§ **YOUR TASK**
Exactly reproduce the line that contains "Test: pointer returns" and all lines after it in the entries below, through the very last line.

>> begin RECORDS SUPPLIED

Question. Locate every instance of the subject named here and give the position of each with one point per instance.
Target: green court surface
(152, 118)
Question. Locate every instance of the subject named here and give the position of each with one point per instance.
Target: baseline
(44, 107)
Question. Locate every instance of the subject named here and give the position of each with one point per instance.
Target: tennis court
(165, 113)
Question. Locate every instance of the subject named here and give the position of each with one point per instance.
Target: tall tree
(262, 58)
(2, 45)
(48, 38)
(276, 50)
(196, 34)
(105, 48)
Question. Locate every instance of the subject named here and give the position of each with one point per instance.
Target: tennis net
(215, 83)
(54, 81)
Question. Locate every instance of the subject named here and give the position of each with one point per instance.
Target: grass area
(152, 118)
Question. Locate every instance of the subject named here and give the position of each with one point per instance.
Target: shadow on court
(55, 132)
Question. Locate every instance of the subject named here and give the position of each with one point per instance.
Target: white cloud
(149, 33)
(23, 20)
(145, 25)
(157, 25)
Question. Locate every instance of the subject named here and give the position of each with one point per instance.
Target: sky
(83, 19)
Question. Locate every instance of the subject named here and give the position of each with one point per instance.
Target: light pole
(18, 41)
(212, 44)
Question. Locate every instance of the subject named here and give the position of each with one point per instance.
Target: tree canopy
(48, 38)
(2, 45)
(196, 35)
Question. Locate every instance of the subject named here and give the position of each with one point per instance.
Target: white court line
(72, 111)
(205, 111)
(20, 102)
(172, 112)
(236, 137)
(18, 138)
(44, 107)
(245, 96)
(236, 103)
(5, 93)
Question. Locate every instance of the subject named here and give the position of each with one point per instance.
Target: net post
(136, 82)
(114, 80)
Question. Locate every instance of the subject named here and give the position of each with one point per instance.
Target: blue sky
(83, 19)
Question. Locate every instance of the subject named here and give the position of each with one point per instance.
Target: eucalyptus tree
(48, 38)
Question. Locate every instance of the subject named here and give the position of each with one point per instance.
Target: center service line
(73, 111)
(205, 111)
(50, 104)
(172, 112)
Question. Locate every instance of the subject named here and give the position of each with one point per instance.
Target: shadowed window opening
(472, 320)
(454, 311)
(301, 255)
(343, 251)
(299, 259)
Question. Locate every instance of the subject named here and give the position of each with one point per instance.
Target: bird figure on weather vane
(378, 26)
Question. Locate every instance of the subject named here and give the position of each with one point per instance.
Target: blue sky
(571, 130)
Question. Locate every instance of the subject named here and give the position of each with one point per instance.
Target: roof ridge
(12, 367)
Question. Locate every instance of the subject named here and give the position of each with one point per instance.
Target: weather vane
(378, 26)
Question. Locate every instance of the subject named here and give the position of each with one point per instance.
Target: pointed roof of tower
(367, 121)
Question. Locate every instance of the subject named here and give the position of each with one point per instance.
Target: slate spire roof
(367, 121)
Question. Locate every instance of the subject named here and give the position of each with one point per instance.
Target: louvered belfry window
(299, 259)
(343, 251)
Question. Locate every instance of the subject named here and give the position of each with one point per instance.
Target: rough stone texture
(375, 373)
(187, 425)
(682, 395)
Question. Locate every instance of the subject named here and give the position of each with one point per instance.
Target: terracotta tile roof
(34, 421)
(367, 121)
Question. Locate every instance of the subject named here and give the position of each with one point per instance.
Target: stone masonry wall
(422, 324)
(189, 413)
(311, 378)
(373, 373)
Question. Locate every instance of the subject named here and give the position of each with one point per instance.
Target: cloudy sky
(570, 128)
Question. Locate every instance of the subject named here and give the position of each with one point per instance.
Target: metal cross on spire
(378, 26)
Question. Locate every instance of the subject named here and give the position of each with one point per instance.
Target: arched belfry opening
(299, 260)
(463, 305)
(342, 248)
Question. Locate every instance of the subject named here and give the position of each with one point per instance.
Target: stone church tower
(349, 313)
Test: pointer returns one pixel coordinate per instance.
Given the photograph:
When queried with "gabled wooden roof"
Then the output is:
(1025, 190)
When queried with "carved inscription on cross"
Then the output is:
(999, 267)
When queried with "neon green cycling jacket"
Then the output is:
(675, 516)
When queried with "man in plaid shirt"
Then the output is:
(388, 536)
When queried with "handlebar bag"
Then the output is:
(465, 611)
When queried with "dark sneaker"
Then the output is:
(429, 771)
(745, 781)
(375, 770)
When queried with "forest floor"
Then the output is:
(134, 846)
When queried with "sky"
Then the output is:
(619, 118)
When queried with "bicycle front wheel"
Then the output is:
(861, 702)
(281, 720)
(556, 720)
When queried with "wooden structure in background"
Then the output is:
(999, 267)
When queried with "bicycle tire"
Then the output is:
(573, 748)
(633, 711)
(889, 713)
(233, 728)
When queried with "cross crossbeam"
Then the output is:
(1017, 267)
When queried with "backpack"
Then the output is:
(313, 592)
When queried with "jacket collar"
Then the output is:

>> end RECORDS SUPPLIED

§ **FINAL RESULT**
Test: pointer returns one pixel coordinate per instance.
Given the photograph:
When queried with "gabled wooden roof"
Then the output is:
(1025, 190)
When queried with "carved inscription on cross"
Then the output is:
(999, 267)
When queried with "neon green cycling jacket"
Then the output is:
(675, 516)
When queried with "man in plaid shirt"
Then the output is:
(388, 536)
When queried with "handlebar bag"
Then the output is:
(465, 611)
When queried with "dark sneaker"
Then the output is:
(429, 771)
(745, 781)
(375, 770)
When queried with "forest floor"
Then the output is:
(134, 846)
When queried with "sky"
Then the output is:
(619, 118)
When queried with "bicycle front wheel"
Then the output is:
(861, 702)
(281, 720)
(556, 720)
When queried with "wooden structure in background"
Then the output is:
(999, 267)
When queried with "bicycle tire"
Then the output is:
(573, 748)
(633, 711)
(889, 713)
(233, 728)
When queried with "cross crossbeam"
Then the output is:
(1017, 267)
When queried with "backpack"
Then the output is:
(313, 592)
When queried with "jacket collar"
Then the output is:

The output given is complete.